• **EXERCISE REQUIREMENTS**
1. According to the passage about The Imperial hotel, how many embassies at one point operated from within its premises?
2. Reproduce the stretch of the passage about The Imperial hotel from "The contrast was" through "new national identity.".
3. Write the next part of the passage about The Imperial hotel, picking up after its final sentence.

• **TEXT SECTION**
----------

1947 And The Weight Of Silence
As Independence arrived on August 15, 1947, it brought with it celebration and catastrophe in equal measure. Delhi witnessed an influx of refugees, violence and upheaval as the realities of Partition unfolded. Amid this chaos, The Imperial remained standing, while the city outside changed irrevocably.
The contrast was stark. Inside the hotel, meals were served, guests checked in and out, and diplomacy continued. Outside, one of the largest mass migrations in human history was underway. This juxtaposition has led many historians to describe The Imperial as a 'silent witness' to the human cost of political decisions made behind these closed doors.
Post-Indepence Era
In the post-Independence era, The Imperial underwent a subtle but important transformation. Once a symbol of British authority, it gradually became an institution woven into the fabric of independent India. Members of the Nehru family reportedly maintained a permanent suite, reinforcing the hotel's continued association with political power, albeit under a new national identity.
When Kate Winslet visited India, including a stop in Delhi, around May 1998, she stayed at the Imperial Hotel. Photo: The Imperial
Over the following decades, the hotel hosted heads of state, foreign dignitaries and diplomats. At one point, as many as 13 embassies operated from within its premises, further cementing its role as a diplomatic hub in the capital.
Unlike many colonial-era structures that faded or were repurposed, The Imperial retained its relevance, adapting to new realities while preserving its historic core.
Restoration And Reinvention
From the 1990s onwards, The Imperial underwent extensive restoration, focusing on reclaiming its original character while upgrading facilities for contemporary luxury travellers.
Today, it is often described as a living museum, housing a priceless collection of over 5,000 original artworks from the 17th and 18th centuries across common areas, floors and accommodations. It has around 235 rooms and suites, mixing old‑world English‑style decor with Art Deco touches.
The Imperial has a priceless collection of original artworks and artefacts. Photo: The Imperial
Walking through its corridors is akin to moving through a curated archive. The artwork spans the Company School period, the Raj era and early modern India, offering guests an immersive historical experience rather than a purely aesthetic one.

----------

• **EXTRACTED ENTRIES**

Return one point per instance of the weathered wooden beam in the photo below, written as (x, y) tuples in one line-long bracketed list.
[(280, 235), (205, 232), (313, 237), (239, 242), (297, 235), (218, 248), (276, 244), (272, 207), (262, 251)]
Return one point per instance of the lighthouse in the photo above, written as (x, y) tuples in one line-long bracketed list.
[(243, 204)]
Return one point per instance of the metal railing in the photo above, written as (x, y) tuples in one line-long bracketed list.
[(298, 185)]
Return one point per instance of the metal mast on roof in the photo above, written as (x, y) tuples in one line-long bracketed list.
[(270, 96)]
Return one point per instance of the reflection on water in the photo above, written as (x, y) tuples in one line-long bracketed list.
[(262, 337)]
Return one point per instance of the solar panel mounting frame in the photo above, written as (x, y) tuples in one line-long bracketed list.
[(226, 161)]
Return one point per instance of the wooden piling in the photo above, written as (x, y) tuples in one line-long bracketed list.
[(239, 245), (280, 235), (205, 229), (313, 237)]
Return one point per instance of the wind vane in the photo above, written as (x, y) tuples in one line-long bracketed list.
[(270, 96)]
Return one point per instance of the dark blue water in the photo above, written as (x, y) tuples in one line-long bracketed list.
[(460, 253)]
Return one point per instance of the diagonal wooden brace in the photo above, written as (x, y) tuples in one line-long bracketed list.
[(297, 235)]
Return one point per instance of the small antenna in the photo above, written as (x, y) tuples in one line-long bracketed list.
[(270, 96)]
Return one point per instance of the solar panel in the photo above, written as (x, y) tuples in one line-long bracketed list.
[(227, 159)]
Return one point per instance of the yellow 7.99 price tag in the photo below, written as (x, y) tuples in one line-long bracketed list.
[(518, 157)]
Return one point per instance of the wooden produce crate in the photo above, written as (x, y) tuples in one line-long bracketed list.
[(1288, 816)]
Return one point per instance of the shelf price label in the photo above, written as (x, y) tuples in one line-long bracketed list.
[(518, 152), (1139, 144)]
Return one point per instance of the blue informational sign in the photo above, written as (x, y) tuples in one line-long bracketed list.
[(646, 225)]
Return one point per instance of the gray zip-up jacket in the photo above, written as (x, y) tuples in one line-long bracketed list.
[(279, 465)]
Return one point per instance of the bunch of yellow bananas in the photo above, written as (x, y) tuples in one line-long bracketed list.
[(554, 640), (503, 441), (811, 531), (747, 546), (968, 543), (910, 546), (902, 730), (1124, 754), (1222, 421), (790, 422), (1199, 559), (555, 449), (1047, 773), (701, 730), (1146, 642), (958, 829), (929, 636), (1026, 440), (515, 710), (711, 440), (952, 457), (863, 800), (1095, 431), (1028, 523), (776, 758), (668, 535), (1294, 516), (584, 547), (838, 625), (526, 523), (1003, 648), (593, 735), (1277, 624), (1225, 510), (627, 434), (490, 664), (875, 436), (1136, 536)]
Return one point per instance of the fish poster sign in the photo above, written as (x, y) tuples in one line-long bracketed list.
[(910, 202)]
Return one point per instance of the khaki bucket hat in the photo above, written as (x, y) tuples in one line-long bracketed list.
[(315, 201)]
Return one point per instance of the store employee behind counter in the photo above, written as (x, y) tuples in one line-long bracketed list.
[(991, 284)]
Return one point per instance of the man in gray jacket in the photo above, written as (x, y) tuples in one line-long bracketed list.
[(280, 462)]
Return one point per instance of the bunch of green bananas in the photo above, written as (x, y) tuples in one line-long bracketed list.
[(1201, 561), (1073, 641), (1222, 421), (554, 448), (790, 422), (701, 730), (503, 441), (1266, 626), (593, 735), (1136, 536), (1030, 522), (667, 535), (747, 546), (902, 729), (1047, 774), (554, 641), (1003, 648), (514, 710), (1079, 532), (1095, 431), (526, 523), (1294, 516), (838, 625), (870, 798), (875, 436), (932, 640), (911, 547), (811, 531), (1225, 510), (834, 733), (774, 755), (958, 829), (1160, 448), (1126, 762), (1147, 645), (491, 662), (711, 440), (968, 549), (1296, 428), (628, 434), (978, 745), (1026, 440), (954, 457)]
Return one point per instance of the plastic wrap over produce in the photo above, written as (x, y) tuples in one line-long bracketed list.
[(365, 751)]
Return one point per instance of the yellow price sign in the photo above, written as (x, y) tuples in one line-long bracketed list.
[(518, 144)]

----------

• **RESPONSES BY ITEM NUMBER**
1. As many as 13.

2.
The contrast was stark. Inside the hotel, meals were served, guests checked in and out, and diplomacy continued. Outside, one of the largest mass migrations in human history was underway. This juxtaposition has led many historians to describe The Imperial as a 'silent witness' to the human cost of political decisions made behind these closed doors.
Post-Indepence Era
In the post-Independence era, The Imperial underwent a subtle but important transformation. Once a symbol of British authority, it gradually became an institution woven into the fabric of independent India. Members of the Nehru family reportedly maintained a permanent suite, reinforcing the hotel's continued association with political power, albeit under a new national identity.

3.
The hotel now features fine-dining restaurants, heritage bars, landscaped gardens and a luxury spa, the tea lounge, the Royal Ballroom, all carefully designed to coexist with its architectural legacy rather than overshadow it.
Who Owns The Hotel Now
The hotel has been associated with the Akoi family (descendants of SBS Ranjit Singh) since its inception. Now, following a 16-year-long legal dispute and a 2024 settlement, the ownership and trademark are split between Hardev Singh Akoi (50%) and the children of his late brother, Jasdev Singh Akoi, namely Raidev Singh Akoi (25%) and Gobind Singh Akoi (25%). The historic 1931-built heritage hotel is managed by the Akoi Saab family.
Luxury In The Present Day
From its early days of Rs 20 a night, The Imperial has come a long way. Today, it is firmly positioned at the top end of Delhi's hospitality market.
Room rates vary depending on season and category, but heritage rooms and suites often start from Rs 35,000-Rs 45,000 with premium prices running into Rs 60,000-Rs 1,00,000 per night, with some listings showing packages or special-category rooms well above that.
Despite competition from newer luxury hotels, The Imperial retains a loyal clientele drawn to its discretion, central location and historical gravitas. It is widely regarded as a preferred address for politicians, diplomats, business leaders and film personalities visiting the capital. While individual celebrity stays are rarely officially confirmed, the hotel's reputation as a Bollywood and high-profile favourite for actors like Saif Ali Khan, John Abraham, Sahid Kapoor, etc, is well established.
Now, nine decades after it first opened its doors, The Imperial remains one of Delhi's most recognisable landmarks.